▸ **Source excerpt**
○ ○ ○

University of the State of New York Emblem
The State Education Department
State Review Officer

No. 90-13

APPLICATION OF A CHILD WITH A HANDICAPPING CONDITION, by his parent, for review of a determination of a hearing officer relating to the educational program provided by the Board of Education of the Amherst Central School District.

Appearances:

Bouvier, O'Connor, Esqs., attorneys for respondent, Arthur H. Ackerhalt, Esq., of counsel

DECISION

Petitioner appeals from the determination of an impartial hearing officer finding that respondent was not obligated to provide a computer for use at home by petitioner's son and that respondent had complied with applicable procedural requirements in preparing and adopting an individualized education program (IEP) for the pupil. The appeal must be sustained in part.

Petitioner's sixteen year old son has been classified as learning disabled, because of his significant deficits in spelling and handwriting. The record reveals that the pupil has superior intellectual ability. However, his spelling skills were at a 4.9 grade equivalent in March 1990, when he was in the ninth grade. The pupil also has difficulty in correctly forming letters, although his handwriting is legible to his teachers. The pupil's classification is not in dispute in this appeal.

○ ○ ○

▸ **Dataset section**
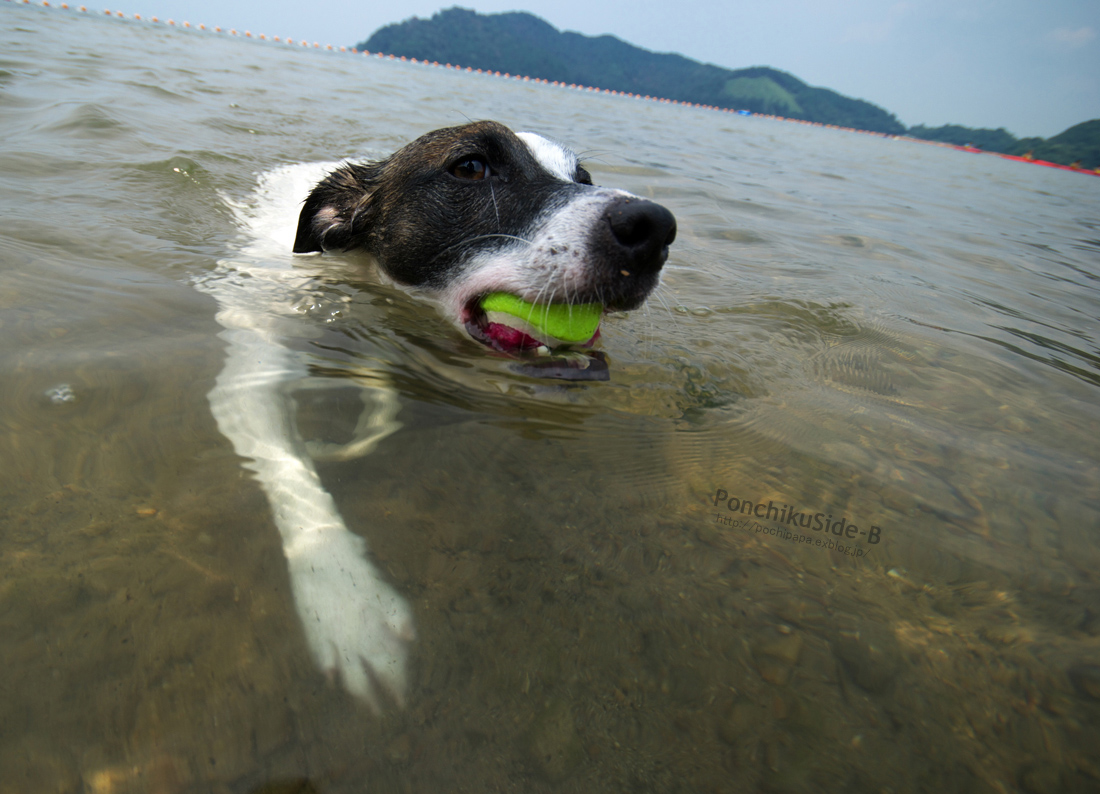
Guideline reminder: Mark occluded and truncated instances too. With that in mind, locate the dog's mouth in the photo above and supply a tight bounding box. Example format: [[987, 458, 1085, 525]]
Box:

○ ○ ○

▸ **What this task involves**
From the State Review Officer decision, write out the passage that begins at the words "University of the" and stops after the words "Central School District.".

▸ **Answer**
University of the State of New York Emblem
The State Education Department
State Review Officer

No. 90-13

APPLICATION OF A CHILD WITH A HANDICAPPING CONDITION, by his parent, for review of a determination of a hearing officer relating to the educational program provided by the Board of Education of the Amherst Central School District.